**Directions**.
Please pull every line of text from the data below word for word, and leave the pictures out of your answer.

**Entries supplied**.
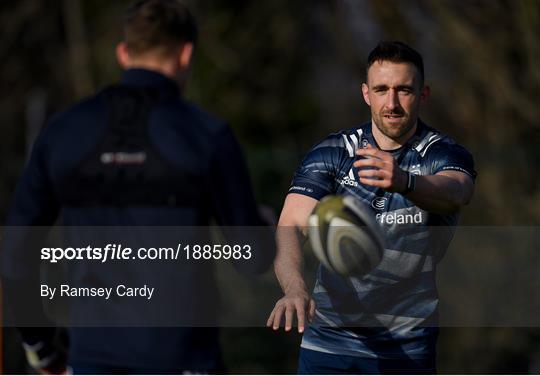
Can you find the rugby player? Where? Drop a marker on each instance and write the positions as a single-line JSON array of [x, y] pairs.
[[134, 154], [412, 177]]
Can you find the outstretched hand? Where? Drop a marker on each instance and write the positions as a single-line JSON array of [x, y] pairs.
[[295, 303], [379, 169]]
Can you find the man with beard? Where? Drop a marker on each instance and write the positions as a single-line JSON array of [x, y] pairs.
[[385, 321]]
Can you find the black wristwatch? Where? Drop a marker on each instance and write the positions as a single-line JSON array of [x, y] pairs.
[[411, 183]]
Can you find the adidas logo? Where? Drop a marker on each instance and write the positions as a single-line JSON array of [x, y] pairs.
[[348, 180]]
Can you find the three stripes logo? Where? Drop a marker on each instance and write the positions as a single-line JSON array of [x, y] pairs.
[[379, 203]]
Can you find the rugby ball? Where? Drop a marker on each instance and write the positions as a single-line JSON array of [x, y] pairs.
[[344, 236]]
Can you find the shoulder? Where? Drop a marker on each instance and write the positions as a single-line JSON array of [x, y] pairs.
[[344, 141], [441, 152], [79, 120]]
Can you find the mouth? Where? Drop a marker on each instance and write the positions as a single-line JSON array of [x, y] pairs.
[[393, 118]]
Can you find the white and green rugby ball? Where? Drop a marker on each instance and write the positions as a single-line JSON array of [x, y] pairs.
[[344, 236]]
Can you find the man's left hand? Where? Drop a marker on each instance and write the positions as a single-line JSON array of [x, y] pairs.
[[380, 169]]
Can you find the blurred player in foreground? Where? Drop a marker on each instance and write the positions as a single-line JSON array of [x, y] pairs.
[[412, 177], [134, 154]]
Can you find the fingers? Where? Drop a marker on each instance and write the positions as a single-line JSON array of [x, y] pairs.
[[311, 310], [278, 312], [301, 316], [369, 162], [289, 312], [291, 309], [370, 151], [379, 174], [270, 320], [374, 183]]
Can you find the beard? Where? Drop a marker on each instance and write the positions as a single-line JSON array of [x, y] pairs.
[[394, 124]]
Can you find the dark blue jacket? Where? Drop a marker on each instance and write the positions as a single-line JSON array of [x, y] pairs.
[[196, 173]]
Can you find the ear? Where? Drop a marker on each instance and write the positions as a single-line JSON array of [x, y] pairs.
[[184, 57], [122, 55], [424, 94], [365, 93]]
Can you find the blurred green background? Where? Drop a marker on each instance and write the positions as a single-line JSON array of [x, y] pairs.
[[284, 74]]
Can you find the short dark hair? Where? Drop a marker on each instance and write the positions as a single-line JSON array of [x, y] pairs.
[[158, 25], [396, 52]]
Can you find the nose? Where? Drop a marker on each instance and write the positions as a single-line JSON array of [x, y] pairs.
[[392, 100]]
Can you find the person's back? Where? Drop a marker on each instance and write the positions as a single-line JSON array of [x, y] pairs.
[[137, 154]]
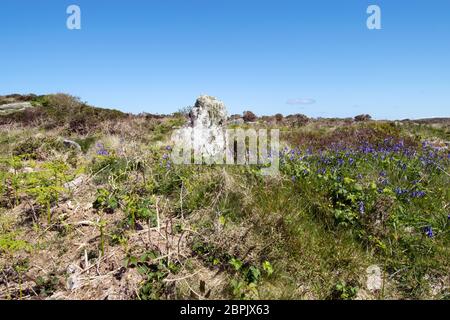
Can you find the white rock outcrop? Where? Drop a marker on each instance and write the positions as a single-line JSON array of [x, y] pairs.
[[206, 132]]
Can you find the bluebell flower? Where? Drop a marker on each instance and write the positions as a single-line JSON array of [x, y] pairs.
[[429, 232], [362, 208]]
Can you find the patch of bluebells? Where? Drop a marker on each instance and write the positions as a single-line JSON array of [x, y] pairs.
[[428, 230], [362, 207], [101, 151]]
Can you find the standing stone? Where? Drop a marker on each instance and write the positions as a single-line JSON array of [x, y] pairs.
[[206, 132], [374, 278]]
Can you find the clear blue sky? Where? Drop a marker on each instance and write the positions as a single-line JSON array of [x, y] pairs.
[[159, 55]]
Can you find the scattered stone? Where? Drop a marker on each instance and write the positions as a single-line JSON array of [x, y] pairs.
[[75, 183], [71, 144], [73, 282], [374, 278]]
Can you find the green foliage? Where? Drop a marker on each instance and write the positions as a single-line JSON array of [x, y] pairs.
[[10, 244], [106, 201], [344, 291]]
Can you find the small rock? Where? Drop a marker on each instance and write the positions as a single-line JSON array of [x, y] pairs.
[[73, 282], [374, 279], [71, 269], [72, 144], [74, 183]]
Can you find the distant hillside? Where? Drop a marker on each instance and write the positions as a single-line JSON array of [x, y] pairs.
[[54, 110]]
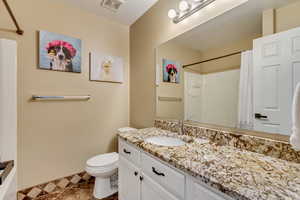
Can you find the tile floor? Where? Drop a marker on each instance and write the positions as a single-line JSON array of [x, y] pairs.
[[78, 192]]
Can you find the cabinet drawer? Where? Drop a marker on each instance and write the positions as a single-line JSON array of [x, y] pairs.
[[129, 152], [167, 177]]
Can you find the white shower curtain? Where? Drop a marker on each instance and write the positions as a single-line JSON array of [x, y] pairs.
[[245, 110]]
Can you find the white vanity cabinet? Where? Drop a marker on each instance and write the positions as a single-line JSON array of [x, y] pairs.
[[129, 180], [142, 177]]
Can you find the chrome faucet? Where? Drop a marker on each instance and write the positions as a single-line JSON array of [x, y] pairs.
[[180, 127]]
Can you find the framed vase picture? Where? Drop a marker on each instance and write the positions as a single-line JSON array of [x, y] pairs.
[[106, 68], [171, 71], [59, 52]]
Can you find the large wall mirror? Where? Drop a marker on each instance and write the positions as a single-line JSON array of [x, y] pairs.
[[234, 71]]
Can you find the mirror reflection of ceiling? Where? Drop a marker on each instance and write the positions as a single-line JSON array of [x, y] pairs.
[[238, 24]]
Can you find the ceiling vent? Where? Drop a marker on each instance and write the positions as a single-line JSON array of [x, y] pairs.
[[112, 5]]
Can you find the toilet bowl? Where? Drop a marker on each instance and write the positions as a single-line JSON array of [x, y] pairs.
[[102, 167]]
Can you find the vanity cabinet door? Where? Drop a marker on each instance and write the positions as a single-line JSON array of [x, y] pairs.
[[129, 180], [151, 190], [199, 192]]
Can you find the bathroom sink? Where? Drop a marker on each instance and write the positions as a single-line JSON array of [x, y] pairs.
[[165, 141]]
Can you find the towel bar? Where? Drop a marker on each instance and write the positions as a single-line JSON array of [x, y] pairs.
[[59, 98], [173, 99]]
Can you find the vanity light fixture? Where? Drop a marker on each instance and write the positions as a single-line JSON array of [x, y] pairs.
[[187, 8]]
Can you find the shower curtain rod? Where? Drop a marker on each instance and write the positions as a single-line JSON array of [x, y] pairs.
[[217, 58], [19, 30]]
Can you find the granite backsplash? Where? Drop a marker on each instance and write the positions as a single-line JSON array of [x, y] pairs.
[[265, 146]]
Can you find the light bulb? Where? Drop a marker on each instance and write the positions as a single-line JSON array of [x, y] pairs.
[[172, 13], [184, 6]]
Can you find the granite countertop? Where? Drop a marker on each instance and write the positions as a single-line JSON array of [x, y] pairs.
[[238, 173]]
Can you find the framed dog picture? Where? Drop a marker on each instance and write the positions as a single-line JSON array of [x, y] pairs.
[[171, 71], [106, 68], [59, 52]]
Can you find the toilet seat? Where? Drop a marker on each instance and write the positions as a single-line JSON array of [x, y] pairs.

**Answer to the task**.
Can you find the rugby player? Where? Drop a marker on each instance and write the positions as a single-line JSON array of [x, y] pairs.
[[134, 154], [412, 177]]
Can you find the outstretched hand? Where? Drop a marker on each instance and write the positions as a single-line JSON array of [x, y] pairs.
[[295, 303], [379, 169]]
Can you find the man with beard? Where? Drop a marker on each instance and write the positions as a single-line JSON array of [x, y] pairs.
[[385, 321]]
Can you find the black wristwatch? Where? Drop a marker on each instance and write the positions as a single-line JSON array of [x, y] pairs.
[[411, 183]]
Can you find the adidas logo? Where? Drop a marker on each instance and write the positions as a single-line JSON array of [x, y] pairs.
[[348, 180]]
Can you find the three stripes logo? Where? Drop a marker on each instance and write the positions as a single-line JSON array of [x, y] pairs.
[[379, 203]]
Can you find the rugby ball? Where? Drop a marker on each instance and write the positions as a single-line JSON array of [x, y] pairs.
[[344, 236]]
Can you find the shoulder? Where? Drop a marker on each instance and write the positions as a single-line JSON array of [x, y] pairs.
[[344, 141], [441, 152], [79, 120]]
Can you find the mouth? Where? Drop a marker on each instance and write the positions as a single-line JSON array of [x, y] pairs.
[[393, 118]]
Can you find the white and green rugby ball? Where? Drop a marker on each instance and write the positions as a single-line JSON array of [x, y] pairs.
[[344, 236]]
Can you find the man's left hand? Where? Drop a marker on each instance and write the positions as a single-line JSON array of [x, y] pairs.
[[380, 169]]
Can you find the blurred player in foreground? Where? Drop a marker on each instance and write the positions as a single-line JSON array of [x, y] pairs.
[[412, 177], [134, 154]]
Can you find the fingers? Where? Drop a marker on each instance and write the positions as a single-line JSON array of [x, y] pairs.
[[311, 310], [278, 312], [301, 316], [369, 162], [289, 312], [291, 309], [370, 151], [379, 174], [270, 320], [374, 183]]
Can you find the beard? Where? Drop a marker on each instance and write the positions as a single-line JSON array of [x, y] pairs.
[[394, 124]]
Can you find the dark blue jacket? Where? Drop a marker on each instance and write the positions as a single-line JSON array of [x, y] pairs.
[[196, 173]]
Can you find the ear? Where? Drop a marker on each instance and write the positions as a single-line JSON array of [x, y] pairs.
[[184, 57], [122, 55], [424, 94], [365, 93]]
Can you find the blurred green background? Where? Drop a marker on each instance and write the positions as a single-line JSON array of [x, y] pairs.
[[284, 74]]
Can you find the short dark hair? Where? Drop a marker on each instance and write the positions as a single-line JSON array of [x, y] pairs.
[[158, 25], [396, 52]]
Can you find the nose? Where? Drop a marker on each instance and write the positions as a single-line JSON array of [x, y] pairs.
[[392, 100]]
Can you find the person's back? Where? Drop a marker on each instance and write the positions as a single-line JSON array of [x, y] pairs.
[[137, 154]]
Can you find the white rock outcrop? Where? Drop a marker on each instance and write the positions as a single-line JSON array of [x, y] pairs.
[[206, 132]]
Can you find the bluebell flower? Where? Drop a marker on each instance and write the positions as a single-line JSON array of [x, y] pairs.
[[429, 232], [362, 208]]
Can you find the patch of bluebells? Where? Drop a marker on each instance and write the positions as a single-line JSON array of [x, y] pairs.
[[428, 230], [362, 207], [101, 151]]
Can you find the standing stone? Where? Drop a marker on each instance and write the positions as a single-line JSON array of [x, y] pairs.
[[206, 132], [374, 278]]
Can you find the clear blue sky? Where? Drop a marker on each instance and write the positions as a single-line JSON array of [x, y] pairs.
[[159, 55]]
Can you find the scattered stone? Where? Drop a marker on each instance and write the positions as a single-line JSON array of [x, y] pairs.
[[75, 183], [71, 144], [73, 282], [374, 278]]
Can you find the green foliage? Where? Drop a marker on each instance and write the positions as a single-line JSON array of [x, y] pairs.
[[10, 244], [106, 201], [344, 291]]
Can you find the small rock? Where? Drop a marker on each instance and write the positions as a single-line JSON array of [x, y] pairs.
[[73, 282], [374, 279], [71, 269], [72, 144], [74, 183]]
Can you find the distant hillside? Where? Drop a marker on each instance and write the positions as a single-line JSON array of [x, y] pairs.
[[54, 110]]
Can you find the tile floor? Where? Drop a marker on each instance and write the positions as a single-line JSON array of [x, y] pairs.
[[78, 192]]
Can you find the cabinet drawer? Where? Drop a marker on each instance and write the positions as a single-line JSON array of [x, y] pairs.
[[129, 152], [167, 177]]
Can you find the white shower curtain? Where? Drop a marker on each instance and write the positions as a single-line JSON array of [x, y] pairs.
[[245, 110]]
Can you find the white vanity cabinet? Where? Drop a marker on each instance and write the positions as a single-line JSON array of [x, y] pairs.
[[129, 180], [142, 177]]
Can you find the chrome faucet? Where? Drop a marker on each instance and write the positions as a single-line JSON array of [x, y] pairs.
[[180, 127]]
Can you find the framed vase picture? Where? Drop a marker on each instance and write the positions as a single-line JSON array of [x, y] pairs.
[[106, 68], [171, 71], [59, 52]]
Can you find the large wall mirror? Where? Drop a marker on each instance and write the positions as a single-line JSON array of [x, y] pairs.
[[234, 71]]
Can you find the mirror reflection of ceiling? Where? Drop a marker on each instance and write the positions as a single-line JSON array of [x, y] pairs.
[[238, 24]]
Can you find the ceiling vent? Where? Drop a marker on each instance and write the positions as a single-line JSON array of [x, y] pairs.
[[112, 5]]
Can you find the toilet bowl? Where? Drop a marker on each instance and write the positions as a single-line JSON array of [x, y] pairs.
[[102, 167]]
Can you find the vanity cabinet door? Where? Drop a marker on each instance and write the positions as a single-line JSON array of [x, y] pairs.
[[129, 180], [151, 190], [199, 192]]
Can you find the bathroom sink? Where? Drop a marker on each instance and write the positions as a single-line JSON array of [x, y] pairs.
[[165, 141]]
Can you find the towel bar? Where? Drop a marker on each instance and write the positions as a single-line JSON array of [x, y] pairs.
[[59, 98], [173, 99]]
Can you find the vanity light fixture? Where? Drop a marker on each instance and write the positions as a single-line JSON array of [x, y] pairs.
[[187, 8]]
Can you find the shower curtain rod? Where? Drop a marker on each instance and write the positions as a single-line JSON array of [x, y] pairs.
[[217, 58], [19, 30]]
Can you find the granite backsplash? Where? Drop a marker on each instance and write the positions as a single-line JSON array of [x, y] pairs.
[[265, 146]]
Can you find the light bulb? Where? Drop a marker on each instance and write the positions as a single-line JSON array of [x, y] pairs.
[[172, 13], [184, 6]]
Can you find the granite countertop? Where? Drop a marker on each instance and write the positions as a single-line JSON array of [x, y] pairs.
[[238, 173]]
Can you find the framed dog picture? Where? Drop a marker on each instance and write the positions as a single-line JSON array of [x, y] pairs.
[[171, 71], [106, 68], [59, 52]]
Can you find the toilet seat? Where? Drop a marker on each instance and write the positions as a single-line JSON array of [x, y] pairs.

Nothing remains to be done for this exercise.